• Texte fourni
★ ★ ★ ★

L’année dernière, je vous avais concocté un tableau de comparaison du revenu moyen par utilisateur de sociétés de l’immatériel : éditeurs de logiciels, opérateurs télécom et de contenus et surtout, sociétés du secteur de l’Internet.
Ce petit travail d”économétrie me permet notamment de jauger les modèles économiques des startups que je peux être amené à expertiser ou coacher. Surtout au regard de leur stratégie de monétisation publicitaire ou payante.
Cette consolidation de données n’est pas évidente car peu de sociétés sont cotées en bourse et déclarent donc leur revenu. Les autres sont censées le faire – tout du moins en France – mais elles ne le font généralement pas.
Un an plus tard, j’ai mis à jour ce tableau en réactualisant les données et en quasiment doublant le nombre de sociétés présentes, que ce soit dans les médias (TF1, M6) ou dans l’Internet (surtout des entreprises cotées américaines ou anglaises). L’ARPU (Average Revenue Per User) est toujours calculé à partir du chiffre d’affaire annuel de la société ou de l’activité considérée, divisé par le nombre d’utilisateurs. Ce nombre est soit un trafic de visiteurs uniques mensuels pour les activités web, soit un nombre d’abonnés moyen pour les services payants, web ou pas.
Le thermomètre de l’ARPU 2008 complet est disponible dans un fichier PDF.
En voici un zoom sur les sociétés dont j’ai récupéré l’ARPU :
Il faut évidemment prendre ces ARPUs avec des pincettes. Ce sont des indicateurs, pas des chiffres précis, surtout pour les sociétés en croissance. J’extrapole parfois leur revenu annuel à partir du dernier trimestre publié, je le cale à des données d’audience obtenues par des moyens divers (Comscore, Nielsen, déclaratif des sociétés) qui sont loin d’être cohérents. Donc, la marge d’erreur doit être significative. Il n’empêche que les résultats semblent corrects et pas surprenants.
Que peut-on donc observer dans le tableau ?

★ ★ ★ ★

• Exercices
- 1) Restituez le passage du texte sur l'ARPU qui commence par « L’année dernière, je » et se poursuit jusqu'à « publicitaire ou payante. ».
- 2) Selon le texte sur l'ARPU, que signifie le sigle ARPU ?

★ ★ ★ ★

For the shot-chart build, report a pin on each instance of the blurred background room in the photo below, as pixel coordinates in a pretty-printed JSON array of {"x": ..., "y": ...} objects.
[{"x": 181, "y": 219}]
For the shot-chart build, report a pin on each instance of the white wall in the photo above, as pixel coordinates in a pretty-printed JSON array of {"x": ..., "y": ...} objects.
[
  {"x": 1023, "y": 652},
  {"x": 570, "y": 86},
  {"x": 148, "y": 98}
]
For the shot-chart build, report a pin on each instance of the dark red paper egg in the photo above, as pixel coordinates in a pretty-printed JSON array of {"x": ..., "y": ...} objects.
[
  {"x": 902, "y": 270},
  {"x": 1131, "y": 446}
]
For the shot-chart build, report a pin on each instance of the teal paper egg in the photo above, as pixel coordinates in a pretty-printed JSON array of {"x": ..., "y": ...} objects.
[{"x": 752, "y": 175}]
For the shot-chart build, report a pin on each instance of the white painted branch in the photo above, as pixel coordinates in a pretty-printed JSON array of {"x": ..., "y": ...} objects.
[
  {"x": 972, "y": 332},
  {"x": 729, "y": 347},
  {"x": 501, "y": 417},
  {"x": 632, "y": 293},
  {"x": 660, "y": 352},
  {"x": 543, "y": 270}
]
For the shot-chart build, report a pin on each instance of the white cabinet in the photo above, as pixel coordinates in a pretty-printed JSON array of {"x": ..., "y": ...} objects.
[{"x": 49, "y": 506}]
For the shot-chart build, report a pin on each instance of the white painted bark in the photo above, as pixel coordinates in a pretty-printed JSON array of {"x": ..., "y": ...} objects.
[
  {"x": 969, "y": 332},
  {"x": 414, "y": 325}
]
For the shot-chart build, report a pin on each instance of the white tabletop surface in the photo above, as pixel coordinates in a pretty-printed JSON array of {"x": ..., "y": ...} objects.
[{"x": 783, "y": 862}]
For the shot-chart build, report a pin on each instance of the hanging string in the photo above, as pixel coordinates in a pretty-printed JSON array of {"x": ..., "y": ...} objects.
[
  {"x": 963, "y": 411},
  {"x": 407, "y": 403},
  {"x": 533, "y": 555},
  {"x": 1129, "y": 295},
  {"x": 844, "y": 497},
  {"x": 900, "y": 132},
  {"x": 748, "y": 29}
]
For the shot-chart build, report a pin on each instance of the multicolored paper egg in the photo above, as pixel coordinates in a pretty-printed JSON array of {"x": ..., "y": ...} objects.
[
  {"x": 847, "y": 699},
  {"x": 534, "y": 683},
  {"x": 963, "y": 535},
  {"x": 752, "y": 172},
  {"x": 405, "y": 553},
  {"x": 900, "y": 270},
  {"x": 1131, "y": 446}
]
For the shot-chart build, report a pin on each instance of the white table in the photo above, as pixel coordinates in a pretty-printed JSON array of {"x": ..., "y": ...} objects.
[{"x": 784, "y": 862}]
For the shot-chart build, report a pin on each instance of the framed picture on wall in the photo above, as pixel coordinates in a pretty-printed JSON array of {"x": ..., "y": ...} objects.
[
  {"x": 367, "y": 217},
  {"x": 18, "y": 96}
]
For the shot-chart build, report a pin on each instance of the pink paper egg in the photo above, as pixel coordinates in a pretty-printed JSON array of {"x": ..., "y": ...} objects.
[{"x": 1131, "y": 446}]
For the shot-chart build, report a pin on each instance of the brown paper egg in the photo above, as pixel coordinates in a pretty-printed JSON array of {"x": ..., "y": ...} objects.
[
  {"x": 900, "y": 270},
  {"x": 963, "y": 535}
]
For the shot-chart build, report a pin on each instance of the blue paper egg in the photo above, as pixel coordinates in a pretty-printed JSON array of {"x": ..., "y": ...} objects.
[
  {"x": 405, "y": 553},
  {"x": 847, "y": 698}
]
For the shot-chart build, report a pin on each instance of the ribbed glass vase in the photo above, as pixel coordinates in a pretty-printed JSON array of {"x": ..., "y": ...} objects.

★ ★ ★ ★

• Réponses rédigées
- 1)
L’année dernière, je vous avais concocté un tableau de comparaison du revenu moyen par utilisateur de sociétés de l’immatériel : éditeurs de logiciels, opérateurs télécom et de contenus et surtout, sociétés du secteur de l’Internet.
Ce petit travail d”économétrie me permet notamment de jauger les modèles économiques des startups que je peux être amené à expertiser ou coacher. Surtout au regard de leur stratégie de monétisation publicitaire ou payante.

- 2) Average Revenue Per User.